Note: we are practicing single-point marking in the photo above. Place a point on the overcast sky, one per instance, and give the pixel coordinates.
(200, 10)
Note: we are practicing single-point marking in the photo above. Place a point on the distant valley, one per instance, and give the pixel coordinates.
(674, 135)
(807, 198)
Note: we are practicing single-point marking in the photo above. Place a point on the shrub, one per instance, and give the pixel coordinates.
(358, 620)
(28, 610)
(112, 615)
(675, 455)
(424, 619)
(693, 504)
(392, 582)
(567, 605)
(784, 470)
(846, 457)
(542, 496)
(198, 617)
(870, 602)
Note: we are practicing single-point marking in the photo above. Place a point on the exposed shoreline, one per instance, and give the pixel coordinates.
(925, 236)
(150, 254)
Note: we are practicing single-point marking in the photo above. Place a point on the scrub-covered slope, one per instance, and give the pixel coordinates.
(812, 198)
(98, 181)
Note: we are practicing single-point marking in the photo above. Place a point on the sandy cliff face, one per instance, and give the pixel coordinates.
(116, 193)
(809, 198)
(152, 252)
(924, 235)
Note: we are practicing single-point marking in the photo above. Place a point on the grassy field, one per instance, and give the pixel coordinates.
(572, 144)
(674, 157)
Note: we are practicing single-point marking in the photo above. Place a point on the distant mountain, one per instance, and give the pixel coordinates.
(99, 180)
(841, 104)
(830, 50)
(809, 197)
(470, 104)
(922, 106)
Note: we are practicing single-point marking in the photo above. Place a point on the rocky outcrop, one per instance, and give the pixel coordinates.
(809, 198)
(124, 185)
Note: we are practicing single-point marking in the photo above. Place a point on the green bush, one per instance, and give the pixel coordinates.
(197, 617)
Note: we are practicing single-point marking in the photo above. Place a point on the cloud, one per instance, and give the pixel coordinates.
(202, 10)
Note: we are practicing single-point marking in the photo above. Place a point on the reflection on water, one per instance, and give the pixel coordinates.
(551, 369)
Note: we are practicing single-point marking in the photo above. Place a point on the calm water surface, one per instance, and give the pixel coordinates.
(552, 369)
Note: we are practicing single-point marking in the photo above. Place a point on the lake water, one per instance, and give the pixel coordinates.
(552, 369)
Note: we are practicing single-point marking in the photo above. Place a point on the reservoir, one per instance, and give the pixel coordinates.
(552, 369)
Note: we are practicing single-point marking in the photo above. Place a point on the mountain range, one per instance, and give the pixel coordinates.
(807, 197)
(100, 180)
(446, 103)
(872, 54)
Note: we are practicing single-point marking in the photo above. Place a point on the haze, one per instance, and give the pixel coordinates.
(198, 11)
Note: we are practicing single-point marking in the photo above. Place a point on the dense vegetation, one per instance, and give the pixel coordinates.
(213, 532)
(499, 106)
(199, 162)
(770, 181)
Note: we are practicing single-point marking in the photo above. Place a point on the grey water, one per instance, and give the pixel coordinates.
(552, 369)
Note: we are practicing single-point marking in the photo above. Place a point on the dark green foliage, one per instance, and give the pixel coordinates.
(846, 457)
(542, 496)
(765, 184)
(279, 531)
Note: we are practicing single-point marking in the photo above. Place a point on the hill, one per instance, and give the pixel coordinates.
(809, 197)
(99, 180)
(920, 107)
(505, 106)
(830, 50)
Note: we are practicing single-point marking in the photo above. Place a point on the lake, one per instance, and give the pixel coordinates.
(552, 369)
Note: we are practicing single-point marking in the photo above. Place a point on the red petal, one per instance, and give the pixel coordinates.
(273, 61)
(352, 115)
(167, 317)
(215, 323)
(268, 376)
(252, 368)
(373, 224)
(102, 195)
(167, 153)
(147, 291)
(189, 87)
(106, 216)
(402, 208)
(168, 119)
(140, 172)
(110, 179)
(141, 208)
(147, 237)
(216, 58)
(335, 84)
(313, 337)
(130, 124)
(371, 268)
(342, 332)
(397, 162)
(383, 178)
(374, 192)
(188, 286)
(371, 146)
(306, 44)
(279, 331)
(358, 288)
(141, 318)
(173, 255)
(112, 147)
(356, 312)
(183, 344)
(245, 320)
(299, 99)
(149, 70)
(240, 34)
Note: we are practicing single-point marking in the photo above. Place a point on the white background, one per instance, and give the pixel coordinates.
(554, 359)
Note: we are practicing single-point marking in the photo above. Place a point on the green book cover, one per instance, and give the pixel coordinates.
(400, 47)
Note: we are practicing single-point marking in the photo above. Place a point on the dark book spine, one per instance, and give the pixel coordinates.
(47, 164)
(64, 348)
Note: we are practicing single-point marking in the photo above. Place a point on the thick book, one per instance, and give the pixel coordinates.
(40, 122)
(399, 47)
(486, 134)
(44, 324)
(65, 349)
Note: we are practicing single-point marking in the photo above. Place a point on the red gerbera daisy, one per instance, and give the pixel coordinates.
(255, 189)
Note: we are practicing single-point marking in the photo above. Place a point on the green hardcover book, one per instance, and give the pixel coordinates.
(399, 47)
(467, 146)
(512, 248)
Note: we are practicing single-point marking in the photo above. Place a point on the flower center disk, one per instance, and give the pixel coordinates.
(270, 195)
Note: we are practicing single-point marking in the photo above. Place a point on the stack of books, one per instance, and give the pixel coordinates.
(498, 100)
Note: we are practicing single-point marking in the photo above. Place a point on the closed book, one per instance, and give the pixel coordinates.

-*-*-

_Written request_
The answer consists only of the lines from the one containing "the green hardcover" to the end of the records, each written out exactly.

_Task output_
Note: we are practicing single-point marking in the photo above. Place a point on the green hardcover book, one per instance, and give the pixel coordinates.
(399, 47)
(467, 146)
(512, 248)
Note: we are practicing single-point marking in the photo above. Place a point on the flower center disk, one per instance, and give the pixel coordinates.
(270, 195)
Note: we are practicing single-point marking in the photo above. Place a point on the stack of books, one per instance, and give the pixel coordinates.
(498, 100)
Note: we are practicing single-point marking in the photo above. Place a point on the closed book, one per instance, and give the pixel coordinates.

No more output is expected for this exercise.